Referring expression pointing data:
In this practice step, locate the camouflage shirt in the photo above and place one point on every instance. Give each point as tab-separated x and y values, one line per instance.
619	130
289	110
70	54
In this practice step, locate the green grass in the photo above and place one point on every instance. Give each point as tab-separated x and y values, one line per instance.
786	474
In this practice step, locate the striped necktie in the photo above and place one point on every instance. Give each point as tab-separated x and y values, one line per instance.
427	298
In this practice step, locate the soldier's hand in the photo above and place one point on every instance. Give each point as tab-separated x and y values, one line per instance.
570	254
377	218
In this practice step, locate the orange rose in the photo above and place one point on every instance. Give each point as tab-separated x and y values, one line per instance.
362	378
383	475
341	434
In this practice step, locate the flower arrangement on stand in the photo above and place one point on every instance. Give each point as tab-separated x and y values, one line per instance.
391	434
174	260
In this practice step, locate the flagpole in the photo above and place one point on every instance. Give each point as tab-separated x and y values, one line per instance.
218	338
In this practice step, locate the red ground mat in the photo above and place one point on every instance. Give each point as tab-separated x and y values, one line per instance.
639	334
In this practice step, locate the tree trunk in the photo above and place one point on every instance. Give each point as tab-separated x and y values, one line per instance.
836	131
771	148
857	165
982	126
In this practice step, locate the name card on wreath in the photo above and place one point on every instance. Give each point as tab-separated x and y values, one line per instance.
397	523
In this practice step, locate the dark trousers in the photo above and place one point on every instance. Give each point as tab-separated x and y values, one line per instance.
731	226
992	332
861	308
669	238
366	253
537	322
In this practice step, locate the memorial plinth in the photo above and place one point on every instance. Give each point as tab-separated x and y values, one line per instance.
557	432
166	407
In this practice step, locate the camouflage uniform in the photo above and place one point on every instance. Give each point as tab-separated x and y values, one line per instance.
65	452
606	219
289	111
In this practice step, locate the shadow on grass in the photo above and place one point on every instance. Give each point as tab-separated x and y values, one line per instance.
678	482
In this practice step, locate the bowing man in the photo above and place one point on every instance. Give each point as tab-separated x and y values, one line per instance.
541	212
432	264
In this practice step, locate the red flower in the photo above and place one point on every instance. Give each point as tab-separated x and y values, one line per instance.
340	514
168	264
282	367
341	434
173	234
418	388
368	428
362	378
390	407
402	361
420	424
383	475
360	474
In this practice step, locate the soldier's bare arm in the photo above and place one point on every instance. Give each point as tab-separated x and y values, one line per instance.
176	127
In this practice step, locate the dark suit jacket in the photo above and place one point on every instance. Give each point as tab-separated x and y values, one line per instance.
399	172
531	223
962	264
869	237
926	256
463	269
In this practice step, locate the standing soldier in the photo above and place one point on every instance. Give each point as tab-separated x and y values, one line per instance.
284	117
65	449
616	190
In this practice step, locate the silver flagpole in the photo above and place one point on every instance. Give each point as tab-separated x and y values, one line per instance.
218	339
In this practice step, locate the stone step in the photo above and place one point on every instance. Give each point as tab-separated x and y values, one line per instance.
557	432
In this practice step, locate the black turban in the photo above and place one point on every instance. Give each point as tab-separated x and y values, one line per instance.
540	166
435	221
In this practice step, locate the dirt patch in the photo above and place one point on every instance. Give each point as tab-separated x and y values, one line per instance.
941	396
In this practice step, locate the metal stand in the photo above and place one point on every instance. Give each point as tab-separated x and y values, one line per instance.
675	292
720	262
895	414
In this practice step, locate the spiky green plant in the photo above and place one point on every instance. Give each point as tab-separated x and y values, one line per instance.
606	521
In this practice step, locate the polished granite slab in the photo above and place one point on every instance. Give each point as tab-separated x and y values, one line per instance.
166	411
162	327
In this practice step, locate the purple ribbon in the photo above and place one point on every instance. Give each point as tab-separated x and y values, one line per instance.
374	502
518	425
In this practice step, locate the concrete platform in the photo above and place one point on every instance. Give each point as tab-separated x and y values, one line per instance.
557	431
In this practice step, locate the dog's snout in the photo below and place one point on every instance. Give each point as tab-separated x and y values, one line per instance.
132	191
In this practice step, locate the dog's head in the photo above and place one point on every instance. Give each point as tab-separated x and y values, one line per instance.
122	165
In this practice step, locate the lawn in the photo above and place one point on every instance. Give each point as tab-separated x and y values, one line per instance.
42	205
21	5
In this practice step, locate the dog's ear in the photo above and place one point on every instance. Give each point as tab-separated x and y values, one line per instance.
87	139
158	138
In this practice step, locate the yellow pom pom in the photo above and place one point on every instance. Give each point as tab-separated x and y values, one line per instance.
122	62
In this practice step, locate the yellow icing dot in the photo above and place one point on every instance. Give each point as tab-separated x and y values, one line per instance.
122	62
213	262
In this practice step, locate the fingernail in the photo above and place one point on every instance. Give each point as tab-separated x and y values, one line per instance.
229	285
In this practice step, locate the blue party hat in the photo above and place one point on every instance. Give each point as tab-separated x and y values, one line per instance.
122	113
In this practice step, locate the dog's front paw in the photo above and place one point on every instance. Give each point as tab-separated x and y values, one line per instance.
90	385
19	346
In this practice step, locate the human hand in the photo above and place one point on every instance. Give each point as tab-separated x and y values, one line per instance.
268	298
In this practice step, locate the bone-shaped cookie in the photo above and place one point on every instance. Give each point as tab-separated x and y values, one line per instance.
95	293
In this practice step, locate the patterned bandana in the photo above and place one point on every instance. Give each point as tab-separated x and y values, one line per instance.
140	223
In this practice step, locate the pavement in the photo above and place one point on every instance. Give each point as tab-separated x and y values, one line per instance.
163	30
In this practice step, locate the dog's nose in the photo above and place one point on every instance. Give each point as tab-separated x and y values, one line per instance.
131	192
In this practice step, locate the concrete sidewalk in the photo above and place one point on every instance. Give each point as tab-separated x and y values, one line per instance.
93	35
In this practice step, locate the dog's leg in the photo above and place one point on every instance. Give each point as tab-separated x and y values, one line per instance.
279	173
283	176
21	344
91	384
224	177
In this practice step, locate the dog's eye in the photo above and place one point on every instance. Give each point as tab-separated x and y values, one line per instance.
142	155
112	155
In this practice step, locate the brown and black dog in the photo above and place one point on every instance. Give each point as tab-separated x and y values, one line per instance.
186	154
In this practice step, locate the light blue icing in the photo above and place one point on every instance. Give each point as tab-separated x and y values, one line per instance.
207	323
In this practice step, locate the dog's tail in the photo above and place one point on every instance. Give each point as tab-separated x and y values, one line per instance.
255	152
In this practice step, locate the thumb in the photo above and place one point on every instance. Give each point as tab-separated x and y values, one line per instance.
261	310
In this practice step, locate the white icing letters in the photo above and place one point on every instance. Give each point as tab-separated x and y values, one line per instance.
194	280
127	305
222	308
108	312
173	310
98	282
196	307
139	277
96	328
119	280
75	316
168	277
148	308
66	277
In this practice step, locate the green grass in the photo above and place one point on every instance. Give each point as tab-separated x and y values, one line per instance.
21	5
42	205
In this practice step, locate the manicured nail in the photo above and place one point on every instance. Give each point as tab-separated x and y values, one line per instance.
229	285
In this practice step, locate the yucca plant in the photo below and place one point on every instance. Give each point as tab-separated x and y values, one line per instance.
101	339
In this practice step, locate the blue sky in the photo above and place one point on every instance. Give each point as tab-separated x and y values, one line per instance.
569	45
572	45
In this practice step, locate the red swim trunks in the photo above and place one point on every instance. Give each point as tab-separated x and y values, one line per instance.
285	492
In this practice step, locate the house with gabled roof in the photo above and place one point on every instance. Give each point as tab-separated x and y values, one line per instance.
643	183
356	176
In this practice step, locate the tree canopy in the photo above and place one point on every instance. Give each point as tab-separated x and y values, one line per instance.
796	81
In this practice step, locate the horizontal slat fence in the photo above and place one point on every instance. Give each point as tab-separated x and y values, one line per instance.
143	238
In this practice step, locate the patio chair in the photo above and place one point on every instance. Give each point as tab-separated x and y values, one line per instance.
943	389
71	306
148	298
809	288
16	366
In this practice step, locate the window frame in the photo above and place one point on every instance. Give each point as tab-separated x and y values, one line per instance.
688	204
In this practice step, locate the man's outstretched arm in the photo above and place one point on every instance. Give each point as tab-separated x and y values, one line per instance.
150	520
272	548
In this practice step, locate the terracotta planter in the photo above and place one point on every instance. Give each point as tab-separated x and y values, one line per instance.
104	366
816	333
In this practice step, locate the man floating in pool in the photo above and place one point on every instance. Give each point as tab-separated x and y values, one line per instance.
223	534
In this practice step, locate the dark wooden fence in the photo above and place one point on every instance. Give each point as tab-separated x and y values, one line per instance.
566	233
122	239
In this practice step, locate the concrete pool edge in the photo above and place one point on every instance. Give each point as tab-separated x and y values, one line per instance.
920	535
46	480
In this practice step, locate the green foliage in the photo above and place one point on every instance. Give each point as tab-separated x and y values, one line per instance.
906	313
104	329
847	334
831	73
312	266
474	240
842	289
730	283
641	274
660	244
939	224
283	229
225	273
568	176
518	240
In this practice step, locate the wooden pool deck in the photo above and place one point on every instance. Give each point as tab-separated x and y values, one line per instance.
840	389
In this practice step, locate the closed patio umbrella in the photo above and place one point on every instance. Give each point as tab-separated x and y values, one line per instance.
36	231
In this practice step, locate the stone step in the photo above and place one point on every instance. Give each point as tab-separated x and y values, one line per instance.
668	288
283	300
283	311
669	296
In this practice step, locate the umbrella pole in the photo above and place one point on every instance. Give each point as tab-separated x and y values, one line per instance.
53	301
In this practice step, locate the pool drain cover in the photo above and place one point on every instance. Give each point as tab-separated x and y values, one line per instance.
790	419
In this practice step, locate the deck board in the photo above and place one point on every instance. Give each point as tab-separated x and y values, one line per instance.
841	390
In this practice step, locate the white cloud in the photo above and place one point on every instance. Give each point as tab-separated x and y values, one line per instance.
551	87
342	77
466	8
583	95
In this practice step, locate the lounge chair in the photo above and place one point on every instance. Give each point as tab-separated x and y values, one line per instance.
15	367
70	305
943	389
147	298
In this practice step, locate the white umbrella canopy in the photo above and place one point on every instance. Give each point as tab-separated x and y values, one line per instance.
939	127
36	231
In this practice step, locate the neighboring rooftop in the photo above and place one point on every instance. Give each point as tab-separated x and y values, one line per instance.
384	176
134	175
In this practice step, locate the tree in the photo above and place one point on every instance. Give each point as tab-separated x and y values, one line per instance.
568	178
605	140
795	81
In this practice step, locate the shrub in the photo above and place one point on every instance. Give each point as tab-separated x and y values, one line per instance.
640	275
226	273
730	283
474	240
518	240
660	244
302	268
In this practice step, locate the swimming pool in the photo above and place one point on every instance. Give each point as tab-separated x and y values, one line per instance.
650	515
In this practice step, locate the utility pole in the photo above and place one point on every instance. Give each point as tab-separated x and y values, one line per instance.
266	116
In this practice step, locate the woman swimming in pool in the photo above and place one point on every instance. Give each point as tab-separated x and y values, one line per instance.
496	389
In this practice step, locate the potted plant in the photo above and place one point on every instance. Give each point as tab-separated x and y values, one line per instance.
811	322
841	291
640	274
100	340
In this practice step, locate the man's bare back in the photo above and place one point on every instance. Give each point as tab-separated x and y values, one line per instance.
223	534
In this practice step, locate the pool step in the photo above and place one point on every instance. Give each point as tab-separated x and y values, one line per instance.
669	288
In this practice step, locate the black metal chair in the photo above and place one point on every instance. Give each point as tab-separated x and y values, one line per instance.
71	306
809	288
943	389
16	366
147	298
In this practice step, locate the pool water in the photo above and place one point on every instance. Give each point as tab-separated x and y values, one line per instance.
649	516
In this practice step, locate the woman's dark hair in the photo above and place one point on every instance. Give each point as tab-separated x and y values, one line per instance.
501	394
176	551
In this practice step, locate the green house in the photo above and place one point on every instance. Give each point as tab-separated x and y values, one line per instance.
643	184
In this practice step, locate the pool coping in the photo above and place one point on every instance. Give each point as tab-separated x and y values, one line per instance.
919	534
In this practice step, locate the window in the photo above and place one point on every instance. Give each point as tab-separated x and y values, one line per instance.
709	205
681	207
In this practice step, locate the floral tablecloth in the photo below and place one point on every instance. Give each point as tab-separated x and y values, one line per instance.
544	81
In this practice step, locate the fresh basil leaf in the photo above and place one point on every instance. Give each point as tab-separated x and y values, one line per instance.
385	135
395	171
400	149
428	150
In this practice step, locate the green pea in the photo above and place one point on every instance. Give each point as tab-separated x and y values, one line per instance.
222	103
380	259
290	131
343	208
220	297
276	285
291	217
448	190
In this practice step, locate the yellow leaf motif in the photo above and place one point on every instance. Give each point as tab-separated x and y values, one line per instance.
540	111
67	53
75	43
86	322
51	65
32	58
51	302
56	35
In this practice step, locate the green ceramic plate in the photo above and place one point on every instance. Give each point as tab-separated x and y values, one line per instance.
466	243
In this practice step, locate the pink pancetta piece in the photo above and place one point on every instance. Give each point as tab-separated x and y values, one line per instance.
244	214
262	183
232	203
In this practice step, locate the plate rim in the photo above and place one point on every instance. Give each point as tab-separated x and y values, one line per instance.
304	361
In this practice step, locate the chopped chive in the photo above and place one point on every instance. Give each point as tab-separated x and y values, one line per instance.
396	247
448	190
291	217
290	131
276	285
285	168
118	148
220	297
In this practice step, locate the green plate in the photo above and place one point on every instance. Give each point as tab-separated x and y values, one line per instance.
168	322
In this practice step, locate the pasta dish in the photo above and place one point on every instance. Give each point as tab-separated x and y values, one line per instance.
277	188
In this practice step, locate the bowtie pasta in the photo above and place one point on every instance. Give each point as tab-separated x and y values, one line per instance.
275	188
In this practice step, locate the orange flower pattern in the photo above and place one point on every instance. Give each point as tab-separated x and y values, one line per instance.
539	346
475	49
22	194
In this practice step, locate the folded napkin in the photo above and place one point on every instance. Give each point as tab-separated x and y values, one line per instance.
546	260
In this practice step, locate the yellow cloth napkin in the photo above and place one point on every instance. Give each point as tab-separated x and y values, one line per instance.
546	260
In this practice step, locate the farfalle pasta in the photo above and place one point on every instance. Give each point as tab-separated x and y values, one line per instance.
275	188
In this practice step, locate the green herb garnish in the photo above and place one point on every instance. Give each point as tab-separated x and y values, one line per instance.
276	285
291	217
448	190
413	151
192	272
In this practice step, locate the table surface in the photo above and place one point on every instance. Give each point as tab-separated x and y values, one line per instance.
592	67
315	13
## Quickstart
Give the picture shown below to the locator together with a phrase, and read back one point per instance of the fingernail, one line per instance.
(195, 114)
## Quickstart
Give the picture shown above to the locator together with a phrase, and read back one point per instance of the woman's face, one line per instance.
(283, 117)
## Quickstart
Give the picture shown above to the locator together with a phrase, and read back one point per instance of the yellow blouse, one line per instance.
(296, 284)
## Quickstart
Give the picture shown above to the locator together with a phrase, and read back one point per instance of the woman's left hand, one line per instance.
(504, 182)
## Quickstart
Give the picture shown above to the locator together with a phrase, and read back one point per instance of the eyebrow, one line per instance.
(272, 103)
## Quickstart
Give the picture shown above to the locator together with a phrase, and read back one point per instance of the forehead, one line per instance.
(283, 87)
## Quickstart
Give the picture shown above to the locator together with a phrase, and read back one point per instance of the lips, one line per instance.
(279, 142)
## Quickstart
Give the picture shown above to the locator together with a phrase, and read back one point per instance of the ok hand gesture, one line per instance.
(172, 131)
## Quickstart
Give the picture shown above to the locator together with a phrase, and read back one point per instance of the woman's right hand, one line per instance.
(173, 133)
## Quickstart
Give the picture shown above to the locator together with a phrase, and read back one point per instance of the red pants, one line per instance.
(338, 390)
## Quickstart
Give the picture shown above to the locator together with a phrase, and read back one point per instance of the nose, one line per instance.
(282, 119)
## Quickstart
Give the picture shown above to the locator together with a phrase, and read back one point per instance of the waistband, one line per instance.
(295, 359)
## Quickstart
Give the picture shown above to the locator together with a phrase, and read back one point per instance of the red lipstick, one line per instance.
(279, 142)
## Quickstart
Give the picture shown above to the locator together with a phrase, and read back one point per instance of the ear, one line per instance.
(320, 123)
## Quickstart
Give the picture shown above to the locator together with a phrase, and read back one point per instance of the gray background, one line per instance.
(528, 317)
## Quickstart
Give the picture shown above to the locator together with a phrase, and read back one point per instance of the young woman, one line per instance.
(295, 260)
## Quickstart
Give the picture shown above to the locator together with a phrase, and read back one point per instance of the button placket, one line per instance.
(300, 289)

ACTIVITY:
From the line that contains "pants, one line per instance." down to the last line above, print each line exactly as it appears.

SOLVED PROBLEM:
Give the picture shown above to the locator together with a phrase, and read back one point per instance of the red pants, one line per instance.
(338, 390)
## Quickstart
Give the picture shown above to the locator together with a phrase, and read back one point per instance of the nose, one line per instance.
(282, 119)
## Quickstart
Give the picture shown above to the locator together with a phrase, and read back one point per instance of the waistband, one line per instance.
(295, 359)
## Quickstart
Give the picture shown above to the locator together with a phrase, and read back one point per instance of the red lipstick, one line per instance.
(279, 142)
## Quickstart
Give the picture shown above to the locator together with a phrase, and read back one point per instance of the ear, one line per instance.
(320, 123)
## Quickstart
Give the picture shown above to the locator together with a phrase, and read back one point per instance of the gray background, one line per instance.
(528, 317)
## Quickstart
Give the picture shown above to the locator together with a phrase, and read back one point per instance of the young woman, one line per instance.
(295, 260)
## Quickstart
Give the picture shown above to the locator together with a phrase, and read back one point per instance of the button placket, one line per instance.
(300, 289)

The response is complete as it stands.